Please reproduce every line of the records below, character for character.

MATERIAL SUPPLIED =
/---
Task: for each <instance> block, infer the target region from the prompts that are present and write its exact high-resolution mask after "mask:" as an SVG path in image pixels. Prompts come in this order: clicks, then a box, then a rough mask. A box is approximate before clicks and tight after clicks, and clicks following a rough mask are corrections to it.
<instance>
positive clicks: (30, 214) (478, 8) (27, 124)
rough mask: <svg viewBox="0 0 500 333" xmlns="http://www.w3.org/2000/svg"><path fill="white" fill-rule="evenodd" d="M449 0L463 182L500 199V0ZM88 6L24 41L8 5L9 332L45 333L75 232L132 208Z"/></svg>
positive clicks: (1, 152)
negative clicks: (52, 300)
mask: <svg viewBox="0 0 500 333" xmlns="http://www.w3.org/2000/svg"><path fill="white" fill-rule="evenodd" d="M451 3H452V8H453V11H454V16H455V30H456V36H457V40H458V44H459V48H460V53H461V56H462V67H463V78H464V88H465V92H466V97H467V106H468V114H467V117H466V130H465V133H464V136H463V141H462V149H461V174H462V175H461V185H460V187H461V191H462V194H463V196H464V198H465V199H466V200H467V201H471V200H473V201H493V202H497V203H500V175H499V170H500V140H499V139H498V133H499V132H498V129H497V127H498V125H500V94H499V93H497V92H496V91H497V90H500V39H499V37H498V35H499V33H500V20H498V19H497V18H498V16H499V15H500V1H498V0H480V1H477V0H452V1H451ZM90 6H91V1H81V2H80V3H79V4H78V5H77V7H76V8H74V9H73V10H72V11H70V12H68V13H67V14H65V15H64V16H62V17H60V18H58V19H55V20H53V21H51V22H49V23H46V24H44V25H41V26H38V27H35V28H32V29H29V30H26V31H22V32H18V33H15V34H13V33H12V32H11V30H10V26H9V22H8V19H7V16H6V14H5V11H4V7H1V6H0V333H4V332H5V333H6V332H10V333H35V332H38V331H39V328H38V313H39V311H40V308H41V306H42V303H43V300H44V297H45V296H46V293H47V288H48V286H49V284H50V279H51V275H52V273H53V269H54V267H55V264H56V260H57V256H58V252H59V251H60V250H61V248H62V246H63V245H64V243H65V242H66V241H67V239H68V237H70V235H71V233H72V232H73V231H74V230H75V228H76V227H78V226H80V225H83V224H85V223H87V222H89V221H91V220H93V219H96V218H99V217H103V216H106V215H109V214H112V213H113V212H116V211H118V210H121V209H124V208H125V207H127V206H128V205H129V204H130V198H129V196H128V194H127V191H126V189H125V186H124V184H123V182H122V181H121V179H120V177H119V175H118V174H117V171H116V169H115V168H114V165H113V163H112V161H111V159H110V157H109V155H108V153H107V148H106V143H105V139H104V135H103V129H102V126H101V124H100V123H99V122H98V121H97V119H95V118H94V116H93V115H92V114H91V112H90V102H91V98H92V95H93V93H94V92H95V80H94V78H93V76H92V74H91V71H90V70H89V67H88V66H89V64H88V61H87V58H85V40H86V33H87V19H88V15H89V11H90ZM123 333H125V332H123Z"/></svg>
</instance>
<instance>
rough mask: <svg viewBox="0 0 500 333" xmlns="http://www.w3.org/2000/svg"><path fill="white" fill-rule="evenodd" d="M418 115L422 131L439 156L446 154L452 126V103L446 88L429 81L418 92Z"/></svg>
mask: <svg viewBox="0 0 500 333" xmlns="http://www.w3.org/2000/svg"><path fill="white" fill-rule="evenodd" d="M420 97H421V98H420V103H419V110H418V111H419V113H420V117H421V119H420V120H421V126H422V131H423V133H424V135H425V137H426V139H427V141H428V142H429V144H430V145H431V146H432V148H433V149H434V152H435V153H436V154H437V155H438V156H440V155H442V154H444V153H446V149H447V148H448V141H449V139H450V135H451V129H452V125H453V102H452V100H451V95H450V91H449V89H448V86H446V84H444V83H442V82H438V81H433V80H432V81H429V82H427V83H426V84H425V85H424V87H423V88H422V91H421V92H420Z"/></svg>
\---
WRITTEN SOLUTION =
Task: for each <instance> block, infer the target region from the prompts that are present and write its exact high-resolution mask after "mask:" as an SVG path in image pixels. Prompts come in this order: clicks, then a box, then a rough mask. A box is approximate before clicks and tight after clicks, and clicks following a rough mask are corrections to it.
<instance>
positive clicks: (30, 214) (478, 8) (27, 124)
rough mask: <svg viewBox="0 0 500 333" xmlns="http://www.w3.org/2000/svg"><path fill="white" fill-rule="evenodd" d="M449 0L463 182L500 199V0ZM88 6L24 41L8 5L9 332L45 333L75 232L132 208Z"/></svg>
positive clicks: (1, 152)
negative clicks: (52, 300)
mask: <svg viewBox="0 0 500 333" xmlns="http://www.w3.org/2000/svg"><path fill="white" fill-rule="evenodd" d="M451 3H452V8H453V11H454V16H455V30H456V36H457V40H458V44H459V48H460V53H461V56H462V67H463V78H464V88H465V92H466V97H467V106H468V114H467V117H466V130H465V133H464V136H463V141H462V149H461V174H462V175H461V185H460V187H461V191H462V194H463V196H464V198H465V199H466V200H467V201H471V200H473V201H493V202H497V203H500V175H499V170H500V140H499V139H498V133H499V132H498V129H497V127H498V125H500V94H499V93H497V92H496V91H497V90H500V39H499V37H498V35H499V33H500V20H498V19H497V18H498V16H499V15H500V1H498V0H480V1H477V0H452V1H451ZM90 6H91V1H81V2H80V3H79V4H78V5H77V7H76V8H74V9H73V10H72V11H70V12H68V13H67V14H65V15H64V16H62V17H60V18H58V19H55V20H53V21H51V22H49V23H46V24H44V25H41V26H38V27H35V28H32V29H29V30H26V31H22V32H18V33H15V34H13V33H12V32H11V30H10V26H9V22H8V19H7V16H6V14H5V11H4V7H1V6H0V333H4V332H5V333H6V332H10V333H35V332H38V331H39V328H38V313H39V311H40V308H41V306H42V303H43V300H44V297H45V296H46V293H47V288H48V286H49V284H50V279H51V275H52V273H53V269H54V267H55V264H56V260H57V256H58V252H59V251H60V250H61V248H62V246H63V245H64V243H65V242H66V241H67V239H68V237H70V235H71V233H72V232H73V231H74V230H75V228H76V227H78V226H80V225H83V224H85V223H87V222H89V221H91V220H93V219H96V218H99V217H103V216H106V215H109V214H112V213H113V212H116V211H118V210H121V209H124V208H125V207H127V206H128V205H129V204H130V198H129V196H128V194H127V191H126V189H125V186H124V184H123V182H122V181H121V179H120V177H119V175H118V174H117V171H116V169H115V168H114V165H113V163H112V161H111V159H110V157H109V155H108V153H107V148H106V143H105V139H104V135H103V129H102V126H101V124H100V123H99V122H98V121H97V119H95V118H94V116H93V115H92V114H91V112H90V102H91V98H92V95H93V93H94V92H95V80H94V78H93V76H92V74H91V71H90V70H89V67H88V66H89V64H88V61H87V58H85V40H86V33H87V19H88V15H89V11H90ZM123 333H125V332H123Z"/></svg>
</instance>
<instance>
rough mask: <svg viewBox="0 0 500 333" xmlns="http://www.w3.org/2000/svg"><path fill="white" fill-rule="evenodd" d="M418 115L422 131L439 156L446 154L452 126V103L446 88L429 81L418 92Z"/></svg>
mask: <svg viewBox="0 0 500 333" xmlns="http://www.w3.org/2000/svg"><path fill="white" fill-rule="evenodd" d="M420 97H421V98H420V103H419V110H418V111H419V113H420V117H421V119H420V120H421V126H422V131H423V133H424V135H425V137H426V139H427V141H428V142H429V144H430V145H431V146H432V148H433V149H434V152H435V153H436V154H437V155H438V156H440V155H442V154H444V153H446V149H447V148H448V141H449V139H450V135H451V129H452V125H453V102H452V100H451V95H450V91H449V89H448V86H446V84H444V83H442V82H438V81H433V80H432V81H429V82H427V83H426V84H425V85H424V87H423V88H422V91H421V92H420Z"/></svg>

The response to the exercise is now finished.